What the task asks: Reproduce verbatim the stretch of the text below on Syrian refugees in Jordan from "Jordanian host communities" through "surge in students.".
BEGIN Study text
There are now more than 420,000 Syrian refugees in Jordan, according to the Jordanian government. More than 100,000 are in the Zaatari refugee camp on the border. The balance has largely settled in Jordanian towns and villages.
Recently I visited Mafraq, a border town that used to have a population of 60,000 people. Over the past 18 months, some 25,000 refugees have sought safety here. Most of them rent tiny rooms in the poor sections of Mafraq or squat in abandoned buildings. Whole families, or multiple families, move into rooms together, often without toilets or hot water.
Mercy Corps works to repair these shelters, supply gas heaters and fuel, warm clothes and cooking utensils.
Jordanian host communities stretched thin
The Jordanians, who are known for their hospitality, have nevertheless felt the effects of the sudden burden. Jordan is a small country of 6.5 million people with limited natural resources and a severe shortage of water. They have always looked to Syria as their wealthier, oil-rich, and state-supported neighbor to the north. Now they are host to hundreds of thousands of Syrians who have fled their war-torn country.
The arrival of so many refugees has put an enormous stress on competition for low-wage jobs; prices are steeply rising for commodities and housing; and there has been a dangerous draw on their limited water supply. Syrian children are accepted into the schools, and many schools have had to move to double shifts to accommodate the sudden surge in students.
For their part, many Syrians have lost everything in their flight to the border. Most have crossed over illegally and have no official status or rights, and no way to earn money outside of working as minimally paid day laborers. Almost all are suffering from post-traumatic stress.
Getting to the border
I spent an afternoon with Wasfyeh, a 33-year-old mother of five, who fled to Mafraq eight months ago. She and her family had lived in Homs in central Syria. A year ago, her husband left for Jordan out of fear of being detained or conscripted by the Syrian army. Shortly after her husband left, her neighborhood in Homs was shelled. During the shelling, Wasfyeh and her children fled to her in-laws’ home, where they stayed for a number of weeks.
When Wasfyeh returned, she found her home robbed and burned. She and her children spent three months living between her parents and in-laws. As her desperation and fear grew, she decided to take the chance to get to the border and join her husband, who was already in Mafraq.
Wasfyeh had no money and her children had no passports. She borrowed 11,000 Syrian pounds, about $150, from her in-laws to hire a guide who could smuggle them across the border. It took them eight hours, driving only at night, to reach the border area. They were in a small caravan of cars with other women and children.
The guides took them within a couple of kilometers of the border and told them they had to walk the rest of the way. As Wasfyeh, her children, and other families were walking, they were ambushed by the Syrian army. They tried to hide but Wasfyeh’s 14-year-old son, Ali, was shot through the skull. He was still alive, but she couldn’t move him.
END Study text
BEGIN Data under study
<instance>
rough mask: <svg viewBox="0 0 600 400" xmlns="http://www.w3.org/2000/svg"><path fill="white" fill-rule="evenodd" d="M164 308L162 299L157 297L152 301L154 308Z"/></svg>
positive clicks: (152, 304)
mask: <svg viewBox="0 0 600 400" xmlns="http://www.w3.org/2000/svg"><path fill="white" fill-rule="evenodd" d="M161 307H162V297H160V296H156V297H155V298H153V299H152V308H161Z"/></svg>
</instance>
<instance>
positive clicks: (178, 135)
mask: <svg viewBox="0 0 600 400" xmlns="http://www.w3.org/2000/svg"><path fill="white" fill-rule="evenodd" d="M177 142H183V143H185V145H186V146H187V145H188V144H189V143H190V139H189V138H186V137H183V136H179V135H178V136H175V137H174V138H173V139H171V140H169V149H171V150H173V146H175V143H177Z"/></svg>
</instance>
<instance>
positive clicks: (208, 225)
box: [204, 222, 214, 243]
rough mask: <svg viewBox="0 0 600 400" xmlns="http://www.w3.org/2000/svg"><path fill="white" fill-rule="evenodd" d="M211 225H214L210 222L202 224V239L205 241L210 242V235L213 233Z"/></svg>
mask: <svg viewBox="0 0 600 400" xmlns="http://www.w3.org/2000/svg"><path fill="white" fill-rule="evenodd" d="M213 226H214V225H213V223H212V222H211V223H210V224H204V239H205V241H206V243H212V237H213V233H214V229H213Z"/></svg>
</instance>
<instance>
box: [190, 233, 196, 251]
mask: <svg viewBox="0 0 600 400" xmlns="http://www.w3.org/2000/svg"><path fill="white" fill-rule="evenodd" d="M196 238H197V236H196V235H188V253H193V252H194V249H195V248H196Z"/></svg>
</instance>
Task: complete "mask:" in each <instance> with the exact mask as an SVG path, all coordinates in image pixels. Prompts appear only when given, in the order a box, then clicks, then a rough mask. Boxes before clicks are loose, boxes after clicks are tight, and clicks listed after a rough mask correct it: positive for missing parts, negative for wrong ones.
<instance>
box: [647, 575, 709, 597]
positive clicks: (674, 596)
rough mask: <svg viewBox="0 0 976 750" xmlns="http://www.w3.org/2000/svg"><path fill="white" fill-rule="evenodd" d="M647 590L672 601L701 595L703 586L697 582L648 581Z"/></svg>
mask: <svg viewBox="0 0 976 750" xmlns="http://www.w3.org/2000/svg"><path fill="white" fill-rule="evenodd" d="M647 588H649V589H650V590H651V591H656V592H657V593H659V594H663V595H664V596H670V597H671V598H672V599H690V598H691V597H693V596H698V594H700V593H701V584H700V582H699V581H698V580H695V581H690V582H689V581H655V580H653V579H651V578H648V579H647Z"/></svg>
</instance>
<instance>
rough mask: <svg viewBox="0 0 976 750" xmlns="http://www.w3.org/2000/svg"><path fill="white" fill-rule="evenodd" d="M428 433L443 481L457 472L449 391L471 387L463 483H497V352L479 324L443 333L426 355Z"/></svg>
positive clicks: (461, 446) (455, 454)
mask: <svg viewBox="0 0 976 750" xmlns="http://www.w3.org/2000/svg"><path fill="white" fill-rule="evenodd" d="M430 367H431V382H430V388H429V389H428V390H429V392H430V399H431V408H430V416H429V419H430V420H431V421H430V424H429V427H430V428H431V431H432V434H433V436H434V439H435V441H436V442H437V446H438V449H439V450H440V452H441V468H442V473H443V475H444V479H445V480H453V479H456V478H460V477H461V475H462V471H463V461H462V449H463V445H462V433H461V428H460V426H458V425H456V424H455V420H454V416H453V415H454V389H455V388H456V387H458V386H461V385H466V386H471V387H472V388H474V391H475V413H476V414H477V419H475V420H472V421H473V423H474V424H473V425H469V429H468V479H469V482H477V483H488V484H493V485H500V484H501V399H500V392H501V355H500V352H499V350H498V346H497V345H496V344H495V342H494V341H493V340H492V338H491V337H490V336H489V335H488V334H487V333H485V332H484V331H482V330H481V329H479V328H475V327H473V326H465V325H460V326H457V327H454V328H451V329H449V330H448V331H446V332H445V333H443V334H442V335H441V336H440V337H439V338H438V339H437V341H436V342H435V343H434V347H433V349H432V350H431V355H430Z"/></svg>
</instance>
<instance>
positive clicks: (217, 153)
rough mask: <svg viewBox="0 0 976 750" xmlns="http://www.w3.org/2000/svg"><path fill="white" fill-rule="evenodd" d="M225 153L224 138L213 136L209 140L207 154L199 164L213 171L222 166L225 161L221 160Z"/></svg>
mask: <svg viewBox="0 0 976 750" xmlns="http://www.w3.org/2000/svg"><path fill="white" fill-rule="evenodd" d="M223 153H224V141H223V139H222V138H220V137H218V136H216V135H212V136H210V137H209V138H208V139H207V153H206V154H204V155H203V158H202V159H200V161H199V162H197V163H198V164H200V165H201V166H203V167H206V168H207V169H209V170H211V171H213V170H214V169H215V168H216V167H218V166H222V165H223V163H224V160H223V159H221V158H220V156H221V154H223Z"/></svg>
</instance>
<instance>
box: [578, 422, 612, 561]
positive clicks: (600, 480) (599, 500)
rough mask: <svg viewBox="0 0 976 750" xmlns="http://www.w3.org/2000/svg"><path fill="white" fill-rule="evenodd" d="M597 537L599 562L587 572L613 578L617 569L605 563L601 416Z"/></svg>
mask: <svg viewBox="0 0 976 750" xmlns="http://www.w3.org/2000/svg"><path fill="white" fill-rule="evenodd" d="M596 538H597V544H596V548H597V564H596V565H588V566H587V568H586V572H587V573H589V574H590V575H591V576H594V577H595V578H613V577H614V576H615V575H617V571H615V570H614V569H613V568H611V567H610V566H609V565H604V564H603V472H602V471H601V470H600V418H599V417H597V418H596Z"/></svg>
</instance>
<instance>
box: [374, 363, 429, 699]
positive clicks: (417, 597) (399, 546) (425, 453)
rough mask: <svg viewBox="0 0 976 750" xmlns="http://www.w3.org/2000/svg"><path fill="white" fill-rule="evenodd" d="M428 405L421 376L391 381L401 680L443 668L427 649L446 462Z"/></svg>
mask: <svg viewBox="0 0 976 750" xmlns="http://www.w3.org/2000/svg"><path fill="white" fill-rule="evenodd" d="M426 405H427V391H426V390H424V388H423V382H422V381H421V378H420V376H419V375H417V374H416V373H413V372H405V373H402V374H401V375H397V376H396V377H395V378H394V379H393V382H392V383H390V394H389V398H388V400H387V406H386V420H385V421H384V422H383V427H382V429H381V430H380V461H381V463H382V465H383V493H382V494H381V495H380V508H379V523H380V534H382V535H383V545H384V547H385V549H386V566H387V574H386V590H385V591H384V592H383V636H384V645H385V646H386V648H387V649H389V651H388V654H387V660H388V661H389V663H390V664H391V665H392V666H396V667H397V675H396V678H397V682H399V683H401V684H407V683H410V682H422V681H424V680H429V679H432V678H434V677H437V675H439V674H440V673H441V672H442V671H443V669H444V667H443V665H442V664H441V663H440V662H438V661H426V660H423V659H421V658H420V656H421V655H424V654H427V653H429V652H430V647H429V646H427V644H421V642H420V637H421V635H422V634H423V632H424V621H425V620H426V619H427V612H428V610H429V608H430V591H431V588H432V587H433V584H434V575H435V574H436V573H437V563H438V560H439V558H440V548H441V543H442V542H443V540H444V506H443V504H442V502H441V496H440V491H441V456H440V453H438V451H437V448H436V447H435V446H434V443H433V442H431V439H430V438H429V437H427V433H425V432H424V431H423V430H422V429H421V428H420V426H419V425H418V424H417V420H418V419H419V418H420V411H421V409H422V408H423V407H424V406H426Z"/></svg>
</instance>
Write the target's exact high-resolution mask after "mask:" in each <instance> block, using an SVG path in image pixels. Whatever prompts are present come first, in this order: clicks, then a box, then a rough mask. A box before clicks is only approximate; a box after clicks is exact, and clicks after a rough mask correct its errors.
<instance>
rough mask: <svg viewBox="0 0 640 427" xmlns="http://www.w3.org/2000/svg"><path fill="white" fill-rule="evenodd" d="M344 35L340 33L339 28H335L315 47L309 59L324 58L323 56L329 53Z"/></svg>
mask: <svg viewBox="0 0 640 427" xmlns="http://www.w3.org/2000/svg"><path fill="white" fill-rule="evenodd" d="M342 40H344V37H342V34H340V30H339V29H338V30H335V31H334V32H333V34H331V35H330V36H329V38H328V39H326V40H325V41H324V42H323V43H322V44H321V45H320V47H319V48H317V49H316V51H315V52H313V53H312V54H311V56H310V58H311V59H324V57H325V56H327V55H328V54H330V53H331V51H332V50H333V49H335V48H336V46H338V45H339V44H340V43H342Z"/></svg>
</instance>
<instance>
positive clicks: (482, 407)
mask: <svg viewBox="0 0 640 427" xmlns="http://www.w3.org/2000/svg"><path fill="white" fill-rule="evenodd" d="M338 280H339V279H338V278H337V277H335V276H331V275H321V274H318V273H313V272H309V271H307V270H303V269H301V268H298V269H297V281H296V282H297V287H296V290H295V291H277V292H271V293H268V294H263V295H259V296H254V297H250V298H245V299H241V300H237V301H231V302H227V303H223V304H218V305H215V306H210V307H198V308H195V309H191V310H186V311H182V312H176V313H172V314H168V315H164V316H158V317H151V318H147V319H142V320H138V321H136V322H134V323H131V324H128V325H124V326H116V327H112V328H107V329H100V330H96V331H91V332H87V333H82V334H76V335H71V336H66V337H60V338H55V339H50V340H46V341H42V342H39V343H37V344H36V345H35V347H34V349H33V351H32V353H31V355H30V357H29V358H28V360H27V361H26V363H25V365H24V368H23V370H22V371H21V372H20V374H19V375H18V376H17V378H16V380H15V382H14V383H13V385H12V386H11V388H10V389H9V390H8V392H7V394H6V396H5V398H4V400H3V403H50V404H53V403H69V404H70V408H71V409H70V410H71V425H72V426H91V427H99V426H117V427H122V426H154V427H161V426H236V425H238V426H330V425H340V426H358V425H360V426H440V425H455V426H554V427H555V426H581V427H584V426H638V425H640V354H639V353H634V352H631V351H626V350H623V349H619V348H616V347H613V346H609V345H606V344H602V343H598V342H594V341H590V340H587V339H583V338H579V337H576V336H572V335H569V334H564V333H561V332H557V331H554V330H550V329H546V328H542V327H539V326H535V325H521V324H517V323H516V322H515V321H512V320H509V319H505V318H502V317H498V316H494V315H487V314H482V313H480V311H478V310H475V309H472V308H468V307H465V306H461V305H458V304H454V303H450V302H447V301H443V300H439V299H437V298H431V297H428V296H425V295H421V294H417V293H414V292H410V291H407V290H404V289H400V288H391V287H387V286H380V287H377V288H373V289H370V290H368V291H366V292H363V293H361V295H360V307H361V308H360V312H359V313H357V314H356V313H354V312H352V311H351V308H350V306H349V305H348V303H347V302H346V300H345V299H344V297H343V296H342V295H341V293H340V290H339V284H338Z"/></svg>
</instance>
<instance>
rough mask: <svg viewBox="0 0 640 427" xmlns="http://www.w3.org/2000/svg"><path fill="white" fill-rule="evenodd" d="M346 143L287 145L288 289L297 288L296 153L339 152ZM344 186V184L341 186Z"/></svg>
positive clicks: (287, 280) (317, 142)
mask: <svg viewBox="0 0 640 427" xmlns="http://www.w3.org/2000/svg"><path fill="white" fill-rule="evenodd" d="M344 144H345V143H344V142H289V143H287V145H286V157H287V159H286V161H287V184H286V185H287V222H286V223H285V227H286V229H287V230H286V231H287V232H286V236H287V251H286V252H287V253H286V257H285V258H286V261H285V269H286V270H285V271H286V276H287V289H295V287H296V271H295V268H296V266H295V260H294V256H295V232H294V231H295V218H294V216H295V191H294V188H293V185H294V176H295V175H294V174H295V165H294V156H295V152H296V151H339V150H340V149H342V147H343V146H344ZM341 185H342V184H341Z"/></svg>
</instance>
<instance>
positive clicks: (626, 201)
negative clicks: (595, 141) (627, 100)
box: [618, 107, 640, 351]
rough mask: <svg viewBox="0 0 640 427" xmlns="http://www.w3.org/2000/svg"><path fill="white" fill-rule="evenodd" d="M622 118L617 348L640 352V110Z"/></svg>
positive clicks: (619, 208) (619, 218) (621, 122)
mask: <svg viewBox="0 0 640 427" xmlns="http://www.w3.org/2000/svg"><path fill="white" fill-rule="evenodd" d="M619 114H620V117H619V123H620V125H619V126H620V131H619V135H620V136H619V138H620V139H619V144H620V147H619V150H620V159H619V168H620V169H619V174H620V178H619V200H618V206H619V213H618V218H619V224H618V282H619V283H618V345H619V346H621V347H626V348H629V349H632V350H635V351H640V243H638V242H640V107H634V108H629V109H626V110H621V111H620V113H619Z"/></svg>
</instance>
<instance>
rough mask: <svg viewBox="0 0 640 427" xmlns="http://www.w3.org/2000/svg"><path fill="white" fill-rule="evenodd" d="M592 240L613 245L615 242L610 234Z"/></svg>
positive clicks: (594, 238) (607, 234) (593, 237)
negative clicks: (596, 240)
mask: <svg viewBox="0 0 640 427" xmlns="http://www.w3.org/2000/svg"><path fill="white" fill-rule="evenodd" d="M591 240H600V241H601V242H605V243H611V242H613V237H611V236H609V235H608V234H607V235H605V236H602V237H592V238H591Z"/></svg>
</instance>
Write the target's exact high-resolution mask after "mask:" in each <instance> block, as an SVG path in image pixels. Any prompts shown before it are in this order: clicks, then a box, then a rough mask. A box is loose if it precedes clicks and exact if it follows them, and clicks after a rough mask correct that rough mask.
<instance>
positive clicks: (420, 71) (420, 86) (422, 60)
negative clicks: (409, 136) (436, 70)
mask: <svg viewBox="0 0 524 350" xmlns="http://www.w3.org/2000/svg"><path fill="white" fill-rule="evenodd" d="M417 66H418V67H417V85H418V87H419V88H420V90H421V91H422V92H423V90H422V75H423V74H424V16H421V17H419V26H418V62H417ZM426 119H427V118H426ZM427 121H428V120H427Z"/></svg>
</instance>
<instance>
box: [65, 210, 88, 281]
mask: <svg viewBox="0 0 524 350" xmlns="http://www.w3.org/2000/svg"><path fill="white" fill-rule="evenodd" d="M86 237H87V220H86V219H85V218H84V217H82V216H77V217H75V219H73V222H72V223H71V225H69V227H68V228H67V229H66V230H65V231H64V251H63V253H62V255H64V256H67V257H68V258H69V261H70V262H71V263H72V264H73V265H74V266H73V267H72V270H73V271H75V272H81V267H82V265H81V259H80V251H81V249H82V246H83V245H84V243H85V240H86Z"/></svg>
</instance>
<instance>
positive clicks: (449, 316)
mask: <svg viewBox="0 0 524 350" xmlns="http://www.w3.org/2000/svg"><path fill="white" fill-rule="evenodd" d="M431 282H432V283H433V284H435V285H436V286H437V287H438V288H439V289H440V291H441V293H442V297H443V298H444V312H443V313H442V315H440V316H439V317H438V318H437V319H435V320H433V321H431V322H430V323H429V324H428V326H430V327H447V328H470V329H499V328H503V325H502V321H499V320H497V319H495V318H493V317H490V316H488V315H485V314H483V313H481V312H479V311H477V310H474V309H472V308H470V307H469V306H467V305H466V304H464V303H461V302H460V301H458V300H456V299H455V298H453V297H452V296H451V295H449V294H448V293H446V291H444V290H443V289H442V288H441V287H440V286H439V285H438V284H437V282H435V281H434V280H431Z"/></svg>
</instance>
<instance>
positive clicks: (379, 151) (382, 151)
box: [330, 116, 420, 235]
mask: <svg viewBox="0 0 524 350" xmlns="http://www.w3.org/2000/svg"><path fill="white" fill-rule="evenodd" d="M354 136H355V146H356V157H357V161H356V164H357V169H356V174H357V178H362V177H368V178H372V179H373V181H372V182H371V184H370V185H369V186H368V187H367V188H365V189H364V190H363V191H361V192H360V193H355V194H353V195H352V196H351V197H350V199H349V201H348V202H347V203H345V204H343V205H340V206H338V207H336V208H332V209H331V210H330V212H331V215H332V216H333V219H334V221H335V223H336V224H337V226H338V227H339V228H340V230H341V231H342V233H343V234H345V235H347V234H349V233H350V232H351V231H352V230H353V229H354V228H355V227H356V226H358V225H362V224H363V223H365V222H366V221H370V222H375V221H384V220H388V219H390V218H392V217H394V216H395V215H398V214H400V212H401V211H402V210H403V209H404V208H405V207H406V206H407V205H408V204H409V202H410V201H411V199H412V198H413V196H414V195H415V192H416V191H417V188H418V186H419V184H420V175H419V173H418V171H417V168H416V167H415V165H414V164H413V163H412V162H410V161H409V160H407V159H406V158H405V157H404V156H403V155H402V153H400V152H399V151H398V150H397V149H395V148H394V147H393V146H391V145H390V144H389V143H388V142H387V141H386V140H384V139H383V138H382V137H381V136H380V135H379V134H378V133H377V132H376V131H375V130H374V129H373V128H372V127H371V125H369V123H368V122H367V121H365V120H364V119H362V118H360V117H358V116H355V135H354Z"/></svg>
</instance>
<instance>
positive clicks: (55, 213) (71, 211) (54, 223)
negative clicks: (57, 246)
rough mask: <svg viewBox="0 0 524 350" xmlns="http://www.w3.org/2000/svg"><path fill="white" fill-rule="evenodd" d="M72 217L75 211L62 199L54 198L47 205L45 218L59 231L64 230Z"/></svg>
END Data under study
Result below:
Jordanian host communities stretched thin
The Jordanians, who are known for their hospitality, have nevertheless felt the effects of the sudden burden. Jordan is a small country of 6.5 million people with limited natural resources and a severe shortage of water. They have always looked to Syria as their wealthier, oil-rich, and state-supported neighbor to the north. Now they are host to hundreds of thousands of Syrians who have fled their war-torn country.
The arrival of so many refugees has put an enormous stress on competition for low-wage jobs; prices are steeply rising for commodities and housing; and there has been a dangerous draw on their limited water supply. Syrian children are accepted into the schools, and many schools have had to move to double shifts to accommodate the sudden surge in students.